_TASK PROMPT_:
Retype each entry below, keeping every character the same.
[EXERCISE MATERIAL — start]
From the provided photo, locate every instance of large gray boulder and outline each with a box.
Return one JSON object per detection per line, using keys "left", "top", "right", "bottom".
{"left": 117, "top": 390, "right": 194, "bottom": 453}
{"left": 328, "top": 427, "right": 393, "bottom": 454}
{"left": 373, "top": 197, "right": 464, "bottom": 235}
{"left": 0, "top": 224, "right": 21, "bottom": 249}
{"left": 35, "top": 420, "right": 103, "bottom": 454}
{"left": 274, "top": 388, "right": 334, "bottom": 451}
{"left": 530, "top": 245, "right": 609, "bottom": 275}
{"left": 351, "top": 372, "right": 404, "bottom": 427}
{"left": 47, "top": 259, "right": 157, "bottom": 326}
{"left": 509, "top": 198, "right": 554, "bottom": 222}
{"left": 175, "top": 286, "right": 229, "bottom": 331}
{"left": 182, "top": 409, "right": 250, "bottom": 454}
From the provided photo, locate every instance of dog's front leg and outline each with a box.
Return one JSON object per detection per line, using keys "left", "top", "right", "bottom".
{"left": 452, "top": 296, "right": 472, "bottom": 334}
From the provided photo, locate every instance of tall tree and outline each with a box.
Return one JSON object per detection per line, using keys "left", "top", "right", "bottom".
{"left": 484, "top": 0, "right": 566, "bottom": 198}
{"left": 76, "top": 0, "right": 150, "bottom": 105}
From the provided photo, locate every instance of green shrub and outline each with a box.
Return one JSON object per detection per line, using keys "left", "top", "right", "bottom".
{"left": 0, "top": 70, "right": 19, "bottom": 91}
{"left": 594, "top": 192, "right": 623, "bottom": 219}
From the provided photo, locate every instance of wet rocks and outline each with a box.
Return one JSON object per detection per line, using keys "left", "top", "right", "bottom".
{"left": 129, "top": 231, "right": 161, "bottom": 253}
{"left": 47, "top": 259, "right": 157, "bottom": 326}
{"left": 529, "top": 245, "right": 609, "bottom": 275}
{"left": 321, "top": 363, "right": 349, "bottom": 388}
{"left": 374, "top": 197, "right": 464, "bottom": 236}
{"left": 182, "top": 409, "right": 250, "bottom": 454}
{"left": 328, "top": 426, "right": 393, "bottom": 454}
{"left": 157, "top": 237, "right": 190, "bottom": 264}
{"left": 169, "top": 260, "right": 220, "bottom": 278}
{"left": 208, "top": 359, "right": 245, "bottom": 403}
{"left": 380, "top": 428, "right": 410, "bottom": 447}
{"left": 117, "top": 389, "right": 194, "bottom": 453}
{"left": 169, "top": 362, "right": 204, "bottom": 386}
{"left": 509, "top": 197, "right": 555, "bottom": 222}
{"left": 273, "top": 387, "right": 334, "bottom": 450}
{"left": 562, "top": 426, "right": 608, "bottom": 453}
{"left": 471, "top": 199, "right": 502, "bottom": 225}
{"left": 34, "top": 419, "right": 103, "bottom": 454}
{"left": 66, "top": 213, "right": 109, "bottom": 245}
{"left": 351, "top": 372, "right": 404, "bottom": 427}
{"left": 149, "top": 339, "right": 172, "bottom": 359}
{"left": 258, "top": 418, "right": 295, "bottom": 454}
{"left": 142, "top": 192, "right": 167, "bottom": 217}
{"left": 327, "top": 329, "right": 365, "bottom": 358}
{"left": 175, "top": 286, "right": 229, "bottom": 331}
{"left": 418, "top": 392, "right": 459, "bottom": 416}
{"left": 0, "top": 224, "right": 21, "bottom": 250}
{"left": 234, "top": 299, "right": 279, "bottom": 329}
[EXERCISE MATERIAL — finish]
_SOLUTION FOR THIS EXERCISE_:
From the provided photo, locate every instance of large gray boulder and outline each with a box.
Return one JSON object per detection per line, using keys "left", "top", "right", "bottom".
{"left": 117, "top": 390, "right": 194, "bottom": 453}
{"left": 328, "top": 427, "right": 393, "bottom": 454}
{"left": 373, "top": 197, "right": 464, "bottom": 235}
{"left": 0, "top": 224, "right": 21, "bottom": 249}
{"left": 35, "top": 420, "right": 103, "bottom": 454}
{"left": 274, "top": 388, "right": 334, "bottom": 451}
{"left": 530, "top": 245, "right": 609, "bottom": 275}
{"left": 351, "top": 372, "right": 404, "bottom": 427}
{"left": 47, "top": 259, "right": 157, "bottom": 326}
{"left": 509, "top": 198, "right": 554, "bottom": 222}
{"left": 175, "top": 286, "right": 229, "bottom": 331}
{"left": 182, "top": 409, "right": 250, "bottom": 454}
From the provided photo, locate every instance of dog's front leg and outline each with a box.
Return one JSON object per detection per line, using keys "left", "top", "right", "bottom".
{"left": 452, "top": 296, "right": 472, "bottom": 334}
From the provided photo, locate every instance of tall tree and outline each with a box.
Return one JSON object per detection per line, using keys "left", "top", "right", "bottom".
{"left": 484, "top": 0, "right": 566, "bottom": 198}
{"left": 76, "top": 0, "right": 150, "bottom": 105}
From the provided photo, locate every instance of green shrub and outline each with a box.
Return one JSON object per detection per line, using keys "left", "top", "right", "bottom".
{"left": 0, "top": 70, "right": 19, "bottom": 91}
{"left": 594, "top": 192, "right": 623, "bottom": 219}
From the provided photo, locate every instance of wet rocks and outline each with a box.
Return one JSON object per detection per line, using keys "left", "top", "right", "bottom".
{"left": 129, "top": 231, "right": 161, "bottom": 253}
{"left": 47, "top": 259, "right": 157, "bottom": 326}
{"left": 529, "top": 245, "right": 609, "bottom": 275}
{"left": 321, "top": 363, "right": 349, "bottom": 388}
{"left": 374, "top": 197, "right": 464, "bottom": 236}
{"left": 182, "top": 409, "right": 250, "bottom": 454}
{"left": 328, "top": 426, "right": 393, "bottom": 454}
{"left": 157, "top": 237, "right": 190, "bottom": 264}
{"left": 169, "top": 260, "right": 220, "bottom": 278}
{"left": 208, "top": 359, "right": 245, "bottom": 403}
{"left": 380, "top": 428, "right": 410, "bottom": 447}
{"left": 117, "top": 389, "right": 194, "bottom": 453}
{"left": 169, "top": 362, "right": 204, "bottom": 386}
{"left": 509, "top": 197, "right": 555, "bottom": 222}
{"left": 273, "top": 387, "right": 334, "bottom": 450}
{"left": 562, "top": 426, "right": 608, "bottom": 453}
{"left": 471, "top": 199, "right": 502, "bottom": 225}
{"left": 34, "top": 419, "right": 103, "bottom": 454}
{"left": 66, "top": 213, "right": 109, "bottom": 245}
{"left": 351, "top": 372, "right": 404, "bottom": 427}
{"left": 149, "top": 339, "right": 172, "bottom": 359}
{"left": 258, "top": 418, "right": 295, "bottom": 454}
{"left": 142, "top": 192, "right": 167, "bottom": 217}
{"left": 327, "top": 329, "right": 365, "bottom": 358}
{"left": 175, "top": 286, "right": 229, "bottom": 331}
{"left": 418, "top": 392, "right": 459, "bottom": 416}
{"left": 0, "top": 224, "right": 21, "bottom": 250}
{"left": 234, "top": 299, "right": 279, "bottom": 329}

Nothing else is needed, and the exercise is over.